◆ Task to carry out ◆
Rescale the records below by writing out every line again, requests included, with each coordinate in the answers multiplied by 0.5 and rounded to a whole number, halves rounding up. Leave the pictures out of your answer.

◆ Material for the task ◆
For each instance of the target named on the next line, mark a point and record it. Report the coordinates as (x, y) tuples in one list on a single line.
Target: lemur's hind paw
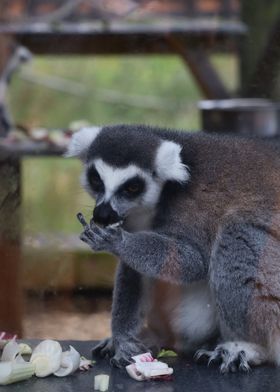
[(234, 356)]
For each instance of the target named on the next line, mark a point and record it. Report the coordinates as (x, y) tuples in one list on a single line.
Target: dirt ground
[(67, 316)]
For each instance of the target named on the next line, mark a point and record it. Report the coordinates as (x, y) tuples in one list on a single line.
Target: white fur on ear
[(168, 162), (80, 142)]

◆ Task result ◆
For each instance of the target named on the next line, mark a point and record it. Report the coordinates as (x, y) tuples in one list on a single line.
Target: lemur's hind paw
[(117, 178)]
For each instance of the target named on the next line, mark a point and record it. Report the coordinates as (x, y) tuples in one list on a single line.
Target: dirt ground
[(34, 158)]
For each instance of the target named on the next line, mark a point and record it. Report the coordinates as (x, y) tuples in one list on a single line.
Target: white fur on ear
[(84, 81), (40, 71)]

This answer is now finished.